**TEXT:**
==*==

How Con Artists Are Using Romance Scams in Today’s Socially Distant World


“Looking for love in all the wrong places” isn’t just a song lyric by Johnny Lee. It’s also the best description of how scammers look for their victims. Whether you’re a big softie who just wants to find the right one, or your parent is falling prey to the siren song of a romance scammer, beware—romance scams are prevalent in Atlanta, GA, and no one wants to be catfished.

Here’s how to recognize con artists on the internet.

Who isn’t looking for love?

Look—we all want love, and as the start of the COVID-19 pandemic approaches its first anniversary, many of us are starved for human contact. But when you’re specifically looking for love, you open yourself up for a lot of vulnerability, and not just when that person you like doesn’t text you back. You (yes, you) are a potential source for a scammer, but even worse, if you have a lonely parent or elderly relative, they can be even more vulnerable to scams. Before you find out Lonely Dad has wired all his funds to a suspicious lady in a far-off, exotic land, it’s best to understand that everyone can fall victim to a scam.

That means you. If you’re on a dating app, you may be a romance scam victim.

How to spot a romance scammer

We know you’re smarter than that (isn’t everyone?), so here’s how to help others spot it before it even starts:

  • They live in a remote area and can’t quite meet you—yet: This is the telltale sign of most romance scammers. They refuse to meet their targets, whether they “can’t” or just won’t. Perhaps they are not the dreamy Nigerian prince one has always hoped for?

==*==

**DIRECTIONS FOR THIS TASK:**
According to the romance-scam text, what is the telltale sign of most romance scammers?

==*==

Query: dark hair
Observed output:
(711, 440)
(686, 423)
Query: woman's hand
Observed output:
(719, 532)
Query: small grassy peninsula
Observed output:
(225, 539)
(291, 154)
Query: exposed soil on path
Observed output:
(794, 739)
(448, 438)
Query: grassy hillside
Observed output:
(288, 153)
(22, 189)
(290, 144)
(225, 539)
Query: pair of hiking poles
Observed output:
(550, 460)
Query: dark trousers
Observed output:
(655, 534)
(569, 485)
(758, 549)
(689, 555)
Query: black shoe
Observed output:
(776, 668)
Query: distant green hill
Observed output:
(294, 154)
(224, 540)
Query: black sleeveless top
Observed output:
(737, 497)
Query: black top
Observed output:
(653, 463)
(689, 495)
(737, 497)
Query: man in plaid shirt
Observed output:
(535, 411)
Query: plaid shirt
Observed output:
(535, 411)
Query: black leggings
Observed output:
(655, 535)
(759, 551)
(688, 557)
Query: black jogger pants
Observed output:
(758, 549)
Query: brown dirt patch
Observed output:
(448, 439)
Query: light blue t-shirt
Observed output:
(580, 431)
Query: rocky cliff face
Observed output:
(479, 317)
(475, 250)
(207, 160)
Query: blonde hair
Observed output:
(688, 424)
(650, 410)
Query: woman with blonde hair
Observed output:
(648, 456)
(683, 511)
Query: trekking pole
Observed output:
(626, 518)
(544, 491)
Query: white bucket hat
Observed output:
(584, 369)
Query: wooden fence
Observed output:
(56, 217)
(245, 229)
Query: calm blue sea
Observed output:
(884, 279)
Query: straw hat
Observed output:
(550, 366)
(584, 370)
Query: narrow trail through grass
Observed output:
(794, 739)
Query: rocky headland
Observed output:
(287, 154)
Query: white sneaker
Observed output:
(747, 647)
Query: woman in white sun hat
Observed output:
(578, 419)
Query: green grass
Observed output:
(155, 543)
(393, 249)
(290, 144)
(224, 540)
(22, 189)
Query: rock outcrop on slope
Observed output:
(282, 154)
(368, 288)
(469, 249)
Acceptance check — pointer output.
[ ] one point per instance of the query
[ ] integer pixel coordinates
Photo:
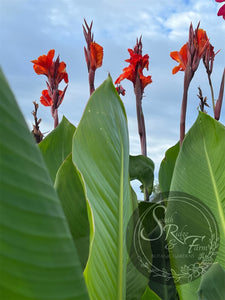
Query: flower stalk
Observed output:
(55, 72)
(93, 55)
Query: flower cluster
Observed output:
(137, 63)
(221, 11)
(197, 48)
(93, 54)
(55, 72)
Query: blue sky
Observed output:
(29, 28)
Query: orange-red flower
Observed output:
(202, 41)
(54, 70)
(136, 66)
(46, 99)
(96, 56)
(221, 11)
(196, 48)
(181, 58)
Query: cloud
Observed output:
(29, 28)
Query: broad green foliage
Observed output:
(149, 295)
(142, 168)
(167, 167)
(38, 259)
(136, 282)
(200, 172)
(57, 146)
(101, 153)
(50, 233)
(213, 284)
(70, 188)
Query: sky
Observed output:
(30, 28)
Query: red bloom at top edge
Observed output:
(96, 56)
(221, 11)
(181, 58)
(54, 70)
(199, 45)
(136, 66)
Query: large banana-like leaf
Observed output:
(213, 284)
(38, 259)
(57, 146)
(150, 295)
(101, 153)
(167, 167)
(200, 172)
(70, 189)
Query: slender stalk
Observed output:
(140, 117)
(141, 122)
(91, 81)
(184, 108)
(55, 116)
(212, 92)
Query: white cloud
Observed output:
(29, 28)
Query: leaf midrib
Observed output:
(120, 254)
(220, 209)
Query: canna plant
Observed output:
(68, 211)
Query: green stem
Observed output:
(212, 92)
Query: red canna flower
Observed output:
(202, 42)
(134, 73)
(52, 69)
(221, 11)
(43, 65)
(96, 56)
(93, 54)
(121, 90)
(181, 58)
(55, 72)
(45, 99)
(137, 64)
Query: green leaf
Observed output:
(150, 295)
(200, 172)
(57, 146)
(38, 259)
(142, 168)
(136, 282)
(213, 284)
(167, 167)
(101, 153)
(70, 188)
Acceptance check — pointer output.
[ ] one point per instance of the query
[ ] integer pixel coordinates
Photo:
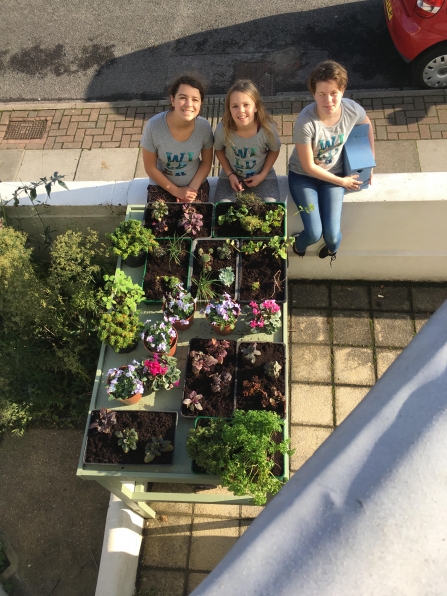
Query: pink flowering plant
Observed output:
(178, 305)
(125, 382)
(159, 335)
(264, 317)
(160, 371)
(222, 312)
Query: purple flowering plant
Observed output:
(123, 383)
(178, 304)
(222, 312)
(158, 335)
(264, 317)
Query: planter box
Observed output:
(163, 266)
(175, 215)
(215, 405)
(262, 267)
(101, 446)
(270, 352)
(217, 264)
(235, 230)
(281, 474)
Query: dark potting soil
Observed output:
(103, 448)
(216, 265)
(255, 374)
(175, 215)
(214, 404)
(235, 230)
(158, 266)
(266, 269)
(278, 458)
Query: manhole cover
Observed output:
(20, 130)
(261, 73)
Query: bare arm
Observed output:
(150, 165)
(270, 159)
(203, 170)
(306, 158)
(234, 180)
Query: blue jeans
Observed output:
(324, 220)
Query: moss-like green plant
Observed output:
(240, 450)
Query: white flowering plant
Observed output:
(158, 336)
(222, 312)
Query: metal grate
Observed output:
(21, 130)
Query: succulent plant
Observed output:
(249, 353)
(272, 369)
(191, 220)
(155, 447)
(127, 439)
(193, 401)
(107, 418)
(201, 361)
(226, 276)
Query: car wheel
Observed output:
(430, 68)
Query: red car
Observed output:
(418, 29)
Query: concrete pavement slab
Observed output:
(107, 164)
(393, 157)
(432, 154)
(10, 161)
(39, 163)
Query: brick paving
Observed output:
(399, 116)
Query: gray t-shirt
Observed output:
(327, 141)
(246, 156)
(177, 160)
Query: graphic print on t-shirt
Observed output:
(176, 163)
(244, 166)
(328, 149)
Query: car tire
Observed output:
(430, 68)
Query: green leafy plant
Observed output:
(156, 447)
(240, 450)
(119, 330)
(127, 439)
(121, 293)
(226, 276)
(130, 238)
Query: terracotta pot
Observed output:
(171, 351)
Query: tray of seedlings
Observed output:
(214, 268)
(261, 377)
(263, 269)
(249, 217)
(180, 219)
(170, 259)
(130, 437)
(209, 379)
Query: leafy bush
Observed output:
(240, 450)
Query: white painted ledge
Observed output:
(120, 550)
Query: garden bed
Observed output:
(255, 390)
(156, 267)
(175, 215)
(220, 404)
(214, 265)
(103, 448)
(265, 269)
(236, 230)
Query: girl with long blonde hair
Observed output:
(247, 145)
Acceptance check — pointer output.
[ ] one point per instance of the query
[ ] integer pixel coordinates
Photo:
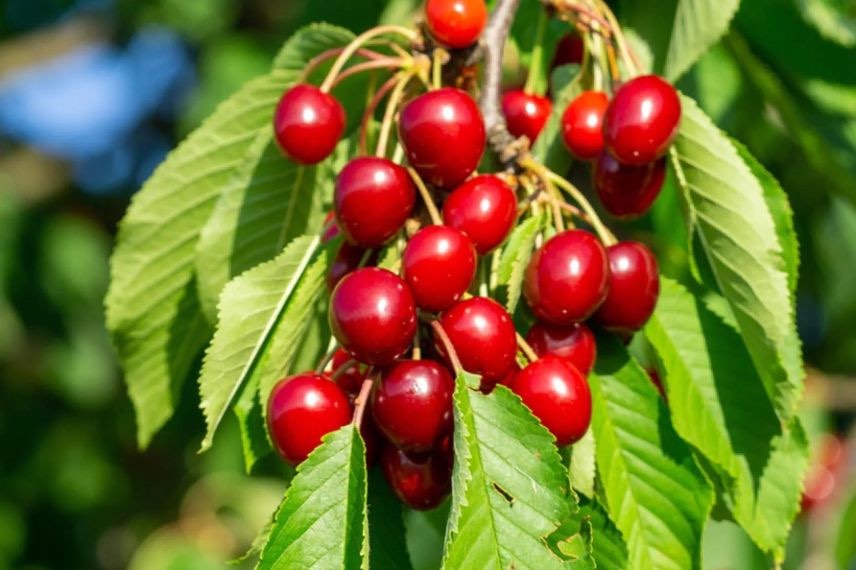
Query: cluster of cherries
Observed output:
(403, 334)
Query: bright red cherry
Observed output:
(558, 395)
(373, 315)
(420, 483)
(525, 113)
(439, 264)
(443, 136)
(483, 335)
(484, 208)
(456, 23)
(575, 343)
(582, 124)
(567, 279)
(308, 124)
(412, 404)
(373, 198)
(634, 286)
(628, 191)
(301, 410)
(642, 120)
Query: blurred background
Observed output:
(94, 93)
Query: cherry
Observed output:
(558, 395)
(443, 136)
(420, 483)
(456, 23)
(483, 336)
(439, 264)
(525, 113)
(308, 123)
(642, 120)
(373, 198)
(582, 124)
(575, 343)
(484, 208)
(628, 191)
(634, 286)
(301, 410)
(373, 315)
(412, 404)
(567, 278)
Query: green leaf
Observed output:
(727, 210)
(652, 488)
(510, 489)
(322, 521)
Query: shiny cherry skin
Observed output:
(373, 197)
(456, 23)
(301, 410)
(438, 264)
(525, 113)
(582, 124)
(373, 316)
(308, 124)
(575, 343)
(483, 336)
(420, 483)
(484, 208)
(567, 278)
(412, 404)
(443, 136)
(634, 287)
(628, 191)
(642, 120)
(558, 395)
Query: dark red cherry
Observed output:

==*==

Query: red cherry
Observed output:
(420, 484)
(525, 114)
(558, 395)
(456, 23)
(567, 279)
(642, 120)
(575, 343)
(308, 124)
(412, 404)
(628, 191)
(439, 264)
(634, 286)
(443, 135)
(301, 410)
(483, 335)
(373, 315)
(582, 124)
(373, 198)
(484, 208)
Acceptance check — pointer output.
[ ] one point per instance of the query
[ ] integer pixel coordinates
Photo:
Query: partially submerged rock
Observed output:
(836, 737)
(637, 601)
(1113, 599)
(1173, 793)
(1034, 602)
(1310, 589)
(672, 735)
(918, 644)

==*==

**WRITTEN SOLUTION:**
They live in a remote area and can't quite meet you yet.